→ Perintah tertulis 1
Temukan setiap baris dalam catatan di bawah yang memuat kata "fruit", lalu salin baris-baris itu.

★ ★ ★

Baca berita tanpa iklan. Gabung Kompas.com+

Perang Asimetri di Libya

Kompas.com - 24/03/2011, 04:14 WIB

Sayidiman Suryohadiprojo

Serangan militer koalisi Barat terhadap Libya yang dipimpin Moamar Khadafy menghangatkan kembali masalah perang asimetri.

Apa perang asimetri (asymmetric warfare) itu? Ini adalah satu pengertian relatif baru dalam ilmu perang. Artinya merujuk pada perang antara belligerent atau pihak-pihak berperang yang kekuatan militernya sangat berbeda.

Akibat adanya perbedaan besar dalam kekuatan militer itu, lalu digunakan strategi dan taktik yang juga berbeda. Pihak yang relatif lemah kekuatan militernya, apabila ada pimpinan yang cerdas, tidak melakukan perlawanan konvensional karena pasti amat sulit dan berat menghadapi keunggulan lawannya. Maka, ia melakukan perlawanan nonkonvensional (unconventional warfare) yang dapat mengompensasi kelemahannya. Perang kemerdekaan bangsa Indonesia terhadap Belanda dan Perang Vietnam adalah contoh jelas dari perang asimetri.

Pengertian ini dimunculkan oleh seorang warga Amerika Serikta, Andrew R Mack, lewat bukunya yang berjudul Why Big Nations Lose Small Wars (1975). Tentu buku itu ditulis berhubungan dengan kegagalan AS dalam Perang Vietnam.

★ ★ ★

→ Perintah tertulis 2
Sebutkan semua nama orang yang muncul dalam artikel tentang perang asimetri di atas.

[Beberapa catatan]

★ ★ ★

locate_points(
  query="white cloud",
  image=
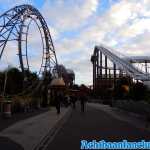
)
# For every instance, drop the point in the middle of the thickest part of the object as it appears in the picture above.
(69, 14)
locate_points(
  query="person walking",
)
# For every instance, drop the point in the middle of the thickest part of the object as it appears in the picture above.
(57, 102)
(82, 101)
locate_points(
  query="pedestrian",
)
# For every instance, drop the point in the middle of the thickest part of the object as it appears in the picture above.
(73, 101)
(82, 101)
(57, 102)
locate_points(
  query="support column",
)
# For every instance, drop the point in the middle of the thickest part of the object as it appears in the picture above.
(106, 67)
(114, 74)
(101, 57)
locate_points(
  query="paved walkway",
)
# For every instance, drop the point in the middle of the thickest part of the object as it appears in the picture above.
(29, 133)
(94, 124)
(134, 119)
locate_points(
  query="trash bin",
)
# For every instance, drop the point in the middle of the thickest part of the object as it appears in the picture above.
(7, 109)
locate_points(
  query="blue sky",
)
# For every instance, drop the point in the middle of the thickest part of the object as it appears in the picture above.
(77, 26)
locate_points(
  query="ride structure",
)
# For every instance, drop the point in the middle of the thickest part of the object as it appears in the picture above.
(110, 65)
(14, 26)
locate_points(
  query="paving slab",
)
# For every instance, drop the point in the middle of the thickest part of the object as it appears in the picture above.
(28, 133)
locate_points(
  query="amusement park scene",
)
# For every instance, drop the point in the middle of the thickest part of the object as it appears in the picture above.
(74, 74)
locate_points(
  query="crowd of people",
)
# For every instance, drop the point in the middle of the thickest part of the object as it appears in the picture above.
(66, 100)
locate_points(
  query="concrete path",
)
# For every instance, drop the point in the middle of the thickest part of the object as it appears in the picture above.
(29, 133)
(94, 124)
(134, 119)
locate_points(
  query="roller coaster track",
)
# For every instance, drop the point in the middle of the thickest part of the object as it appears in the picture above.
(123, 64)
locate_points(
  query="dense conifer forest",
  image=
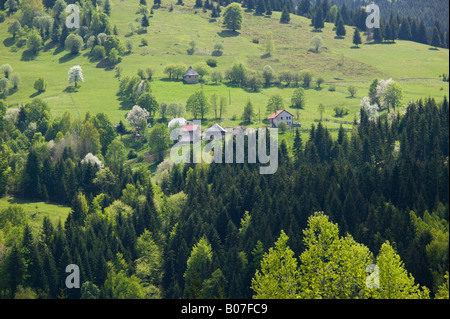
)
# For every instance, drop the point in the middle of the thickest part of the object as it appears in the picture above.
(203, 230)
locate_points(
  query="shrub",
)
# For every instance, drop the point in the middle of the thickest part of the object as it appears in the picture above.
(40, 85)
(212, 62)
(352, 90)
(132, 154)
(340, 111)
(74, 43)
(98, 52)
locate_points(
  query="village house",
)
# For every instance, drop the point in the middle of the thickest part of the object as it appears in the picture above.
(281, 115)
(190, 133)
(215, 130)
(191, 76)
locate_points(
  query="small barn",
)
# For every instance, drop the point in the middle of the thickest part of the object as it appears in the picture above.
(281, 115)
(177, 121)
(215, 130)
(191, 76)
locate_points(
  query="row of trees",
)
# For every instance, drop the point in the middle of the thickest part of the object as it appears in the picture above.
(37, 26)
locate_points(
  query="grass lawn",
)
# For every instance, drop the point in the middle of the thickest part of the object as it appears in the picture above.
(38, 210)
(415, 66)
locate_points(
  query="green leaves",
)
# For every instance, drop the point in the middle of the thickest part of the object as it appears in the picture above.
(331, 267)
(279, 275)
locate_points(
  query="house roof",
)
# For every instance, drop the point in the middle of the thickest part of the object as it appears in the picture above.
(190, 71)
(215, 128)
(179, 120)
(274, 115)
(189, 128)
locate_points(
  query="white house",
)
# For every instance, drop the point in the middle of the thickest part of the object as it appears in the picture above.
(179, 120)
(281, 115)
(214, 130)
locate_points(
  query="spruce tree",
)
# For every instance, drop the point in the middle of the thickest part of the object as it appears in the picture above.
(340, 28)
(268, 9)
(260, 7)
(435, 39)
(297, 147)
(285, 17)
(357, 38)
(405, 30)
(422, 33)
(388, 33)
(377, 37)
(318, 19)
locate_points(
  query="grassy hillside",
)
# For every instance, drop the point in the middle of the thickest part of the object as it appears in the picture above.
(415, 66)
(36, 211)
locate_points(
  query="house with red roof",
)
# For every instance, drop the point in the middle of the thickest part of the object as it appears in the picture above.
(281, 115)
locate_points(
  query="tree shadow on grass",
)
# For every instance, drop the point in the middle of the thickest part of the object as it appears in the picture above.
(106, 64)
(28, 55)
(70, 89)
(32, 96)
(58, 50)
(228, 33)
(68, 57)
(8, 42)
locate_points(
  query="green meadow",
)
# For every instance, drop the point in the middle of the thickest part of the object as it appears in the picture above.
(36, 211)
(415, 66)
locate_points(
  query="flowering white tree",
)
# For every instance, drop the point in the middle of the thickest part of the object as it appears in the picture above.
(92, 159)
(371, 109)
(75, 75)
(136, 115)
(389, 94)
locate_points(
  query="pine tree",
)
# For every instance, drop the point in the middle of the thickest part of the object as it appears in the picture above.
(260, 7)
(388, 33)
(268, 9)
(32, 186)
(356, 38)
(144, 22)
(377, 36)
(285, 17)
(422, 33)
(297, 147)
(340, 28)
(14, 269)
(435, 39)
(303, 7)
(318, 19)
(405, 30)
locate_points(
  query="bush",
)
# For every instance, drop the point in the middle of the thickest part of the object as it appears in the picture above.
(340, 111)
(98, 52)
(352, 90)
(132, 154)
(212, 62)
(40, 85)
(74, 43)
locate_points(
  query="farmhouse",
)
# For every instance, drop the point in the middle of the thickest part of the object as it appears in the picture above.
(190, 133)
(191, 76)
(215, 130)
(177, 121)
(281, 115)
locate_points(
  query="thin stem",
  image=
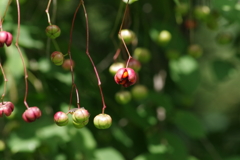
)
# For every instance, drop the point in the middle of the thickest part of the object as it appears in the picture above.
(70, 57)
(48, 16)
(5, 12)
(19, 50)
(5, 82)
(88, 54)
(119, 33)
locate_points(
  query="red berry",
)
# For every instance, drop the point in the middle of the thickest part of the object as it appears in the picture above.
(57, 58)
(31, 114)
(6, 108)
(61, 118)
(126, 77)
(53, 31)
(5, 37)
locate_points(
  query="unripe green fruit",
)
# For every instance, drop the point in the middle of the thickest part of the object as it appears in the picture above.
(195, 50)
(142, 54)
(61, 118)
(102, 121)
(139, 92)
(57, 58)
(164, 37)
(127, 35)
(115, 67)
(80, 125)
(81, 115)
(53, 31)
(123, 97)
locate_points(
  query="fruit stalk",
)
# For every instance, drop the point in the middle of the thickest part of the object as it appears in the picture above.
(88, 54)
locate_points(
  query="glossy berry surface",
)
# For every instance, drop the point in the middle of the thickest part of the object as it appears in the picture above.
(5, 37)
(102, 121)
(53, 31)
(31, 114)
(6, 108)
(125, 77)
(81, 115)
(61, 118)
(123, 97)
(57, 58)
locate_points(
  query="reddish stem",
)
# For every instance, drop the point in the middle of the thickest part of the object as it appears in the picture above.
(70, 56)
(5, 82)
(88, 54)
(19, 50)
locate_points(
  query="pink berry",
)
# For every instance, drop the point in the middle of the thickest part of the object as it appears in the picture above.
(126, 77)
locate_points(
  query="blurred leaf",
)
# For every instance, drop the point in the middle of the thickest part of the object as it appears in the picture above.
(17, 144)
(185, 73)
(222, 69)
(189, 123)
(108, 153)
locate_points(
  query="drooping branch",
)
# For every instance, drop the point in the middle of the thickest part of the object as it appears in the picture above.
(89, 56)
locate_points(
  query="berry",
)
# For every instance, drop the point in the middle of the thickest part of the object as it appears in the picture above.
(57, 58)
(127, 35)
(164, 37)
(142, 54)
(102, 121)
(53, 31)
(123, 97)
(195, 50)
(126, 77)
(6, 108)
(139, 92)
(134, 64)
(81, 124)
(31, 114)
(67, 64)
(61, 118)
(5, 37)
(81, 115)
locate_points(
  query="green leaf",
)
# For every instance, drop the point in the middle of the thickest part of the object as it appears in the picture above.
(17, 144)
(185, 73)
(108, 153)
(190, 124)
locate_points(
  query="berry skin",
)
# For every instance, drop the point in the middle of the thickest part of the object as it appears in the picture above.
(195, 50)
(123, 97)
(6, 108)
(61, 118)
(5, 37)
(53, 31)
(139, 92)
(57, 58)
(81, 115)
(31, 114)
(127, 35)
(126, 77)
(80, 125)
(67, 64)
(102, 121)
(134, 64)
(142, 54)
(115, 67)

★ ★ ★

→ Penyelesaian soal 1
  query="unripe green fruit",
  query="fruit stalk",

→ Penyelesaian soal 2
Sayidiman Suryohadiprojo
Moamar Khadafy
Andrew R Mack